(Records from a collection)
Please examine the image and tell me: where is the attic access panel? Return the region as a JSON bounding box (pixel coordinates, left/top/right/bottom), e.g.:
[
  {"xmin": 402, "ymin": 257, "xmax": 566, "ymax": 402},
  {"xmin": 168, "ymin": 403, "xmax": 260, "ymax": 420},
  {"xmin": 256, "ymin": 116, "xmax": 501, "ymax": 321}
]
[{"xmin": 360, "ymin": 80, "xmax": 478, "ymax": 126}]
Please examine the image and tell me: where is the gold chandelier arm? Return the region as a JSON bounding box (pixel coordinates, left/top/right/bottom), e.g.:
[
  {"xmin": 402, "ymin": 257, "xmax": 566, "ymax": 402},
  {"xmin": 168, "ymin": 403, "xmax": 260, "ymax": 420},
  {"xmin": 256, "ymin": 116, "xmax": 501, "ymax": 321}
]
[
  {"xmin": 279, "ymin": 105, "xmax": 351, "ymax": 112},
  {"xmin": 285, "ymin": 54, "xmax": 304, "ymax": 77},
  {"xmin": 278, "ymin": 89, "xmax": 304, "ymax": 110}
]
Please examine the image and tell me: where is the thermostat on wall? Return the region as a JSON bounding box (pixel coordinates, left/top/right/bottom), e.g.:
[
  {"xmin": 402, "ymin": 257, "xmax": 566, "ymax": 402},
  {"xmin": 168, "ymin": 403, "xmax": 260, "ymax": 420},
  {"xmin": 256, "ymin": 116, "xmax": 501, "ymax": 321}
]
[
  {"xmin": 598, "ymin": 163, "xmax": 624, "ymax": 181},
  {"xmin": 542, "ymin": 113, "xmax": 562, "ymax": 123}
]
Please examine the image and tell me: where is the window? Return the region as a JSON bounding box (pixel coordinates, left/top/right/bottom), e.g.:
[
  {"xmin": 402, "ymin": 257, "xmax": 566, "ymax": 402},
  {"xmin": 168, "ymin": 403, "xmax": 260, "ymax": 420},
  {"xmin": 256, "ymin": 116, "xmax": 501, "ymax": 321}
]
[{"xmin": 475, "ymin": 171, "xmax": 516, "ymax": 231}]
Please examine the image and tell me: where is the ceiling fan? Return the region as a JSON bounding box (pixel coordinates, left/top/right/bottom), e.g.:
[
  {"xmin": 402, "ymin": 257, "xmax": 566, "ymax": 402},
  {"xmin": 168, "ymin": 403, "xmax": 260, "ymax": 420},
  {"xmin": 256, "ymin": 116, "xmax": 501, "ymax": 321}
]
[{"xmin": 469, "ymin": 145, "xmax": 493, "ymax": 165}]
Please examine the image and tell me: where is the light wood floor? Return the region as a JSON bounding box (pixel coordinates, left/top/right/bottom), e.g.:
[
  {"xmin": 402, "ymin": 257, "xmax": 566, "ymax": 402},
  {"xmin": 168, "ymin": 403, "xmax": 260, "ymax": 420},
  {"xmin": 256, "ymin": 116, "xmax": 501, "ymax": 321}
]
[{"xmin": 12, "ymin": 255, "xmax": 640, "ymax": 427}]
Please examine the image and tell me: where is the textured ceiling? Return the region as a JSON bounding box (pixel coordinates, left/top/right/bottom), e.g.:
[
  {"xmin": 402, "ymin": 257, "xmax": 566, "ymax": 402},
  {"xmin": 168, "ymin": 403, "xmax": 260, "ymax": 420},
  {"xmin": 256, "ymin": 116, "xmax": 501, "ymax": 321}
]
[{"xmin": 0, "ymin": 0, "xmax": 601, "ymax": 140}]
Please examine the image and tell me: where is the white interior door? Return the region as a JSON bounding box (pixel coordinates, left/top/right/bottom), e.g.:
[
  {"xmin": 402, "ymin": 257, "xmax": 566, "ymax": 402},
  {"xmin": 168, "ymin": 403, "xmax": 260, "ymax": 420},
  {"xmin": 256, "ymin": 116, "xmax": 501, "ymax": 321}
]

## Challenge
Copy all the records above exactly, missing none.

## Result of this exercise
Please examine the image and tell me: where is the attic access panel? Return the region as a JSON bounding box (pixel coordinates, left/top/right/bottom), e.g.:
[
  {"xmin": 402, "ymin": 257, "xmax": 566, "ymax": 402},
  {"xmin": 168, "ymin": 403, "xmax": 260, "ymax": 420},
  {"xmin": 256, "ymin": 116, "xmax": 501, "ymax": 321}
]
[{"xmin": 360, "ymin": 80, "xmax": 478, "ymax": 126}]
Please examine the image and tell me: where is the gold chandelier arm? Return the region as a JSON bounding box (pixel coordinates, left/top/right/bottom), e.g.:
[
  {"xmin": 402, "ymin": 257, "xmax": 566, "ymax": 402},
  {"xmin": 168, "ymin": 403, "xmax": 260, "ymax": 420},
  {"xmin": 256, "ymin": 116, "xmax": 501, "ymax": 321}
]
[
  {"xmin": 279, "ymin": 105, "xmax": 351, "ymax": 112},
  {"xmin": 285, "ymin": 54, "xmax": 304, "ymax": 77},
  {"xmin": 278, "ymin": 89, "xmax": 304, "ymax": 110}
]
Please examine the image and tell me: where is the thermostat on wall? Return the region as a JSON bounding box (pixel coordinates, left/top/right/bottom), e.g.:
[
  {"xmin": 402, "ymin": 257, "xmax": 566, "ymax": 402},
  {"xmin": 168, "ymin": 403, "xmax": 260, "ymax": 420},
  {"xmin": 256, "ymin": 116, "xmax": 501, "ymax": 321}
]
[
  {"xmin": 598, "ymin": 163, "xmax": 624, "ymax": 181},
  {"xmin": 542, "ymin": 113, "xmax": 562, "ymax": 123}
]
Please examine the image and tell me: where is the window? Return the region as a JSON bounding box (pixel coordinates, left/top/right/bottom), e.g.:
[
  {"xmin": 402, "ymin": 257, "xmax": 566, "ymax": 402},
  {"xmin": 168, "ymin": 403, "xmax": 260, "ymax": 420},
  {"xmin": 256, "ymin": 116, "xmax": 501, "ymax": 321}
]
[{"xmin": 475, "ymin": 171, "xmax": 516, "ymax": 231}]
Please examine the image and tell me: where is the ceiling fan? Return the region as a JSON bounding box (pixel coordinates, left/top/right/bottom), e.g.:
[
  {"xmin": 402, "ymin": 257, "xmax": 566, "ymax": 402},
  {"xmin": 168, "ymin": 403, "xmax": 260, "ymax": 420},
  {"xmin": 256, "ymin": 116, "xmax": 501, "ymax": 321}
]
[{"xmin": 469, "ymin": 145, "xmax": 493, "ymax": 165}]
Please examine the image and tell me: where is the light wood floor? Return the region as a JSON bounding box (pixel coordinates, left/top/right/bottom), e.g.:
[
  {"xmin": 402, "ymin": 257, "xmax": 566, "ymax": 402},
  {"xmin": 168, "ymin": 403, "xmax": 260, "ymax": 420},
  {"xmin": 256, "ymin": 116, "xmax": 501, "ymax": 321}
]
[{"xmin": 12, "ymin": 255, "xmax": 640, "ymax": 427}]
Please examine the image and tell me: where is the textured ceiling? Return the region as a JSON bounding box (pixel coordinates, left/top/right/bottom), e.g.:
[
  {"xmin": 402, "ymin": 257, "xmax": 566, "ymax": 402},
  {"xmin": 168, "ymin": 403, "xmax": 260, "ymax": 420},
  {"xmin": 256, "ymin": 116, "xmax": 501, "ymax": 321}
]
[{"xmin": 0, "ymin": 0, "xmax": 601, "ymax": 140}]
Please examine the image and tell me: where is the white interior door? Return the region as a JSON bounding box (pixel coordinates, left/top/right/bottom), e.g.:
[
  {"xmin": 402, "ymin": 257, "xmax": 566, "ymax": 402},
  {"xmin": 168, "ymin": 403, "xmax": 260, "ymax": 420},
  {"xmin": 256, "ymin": 116, "xmax": 501, "ymax": 321}
]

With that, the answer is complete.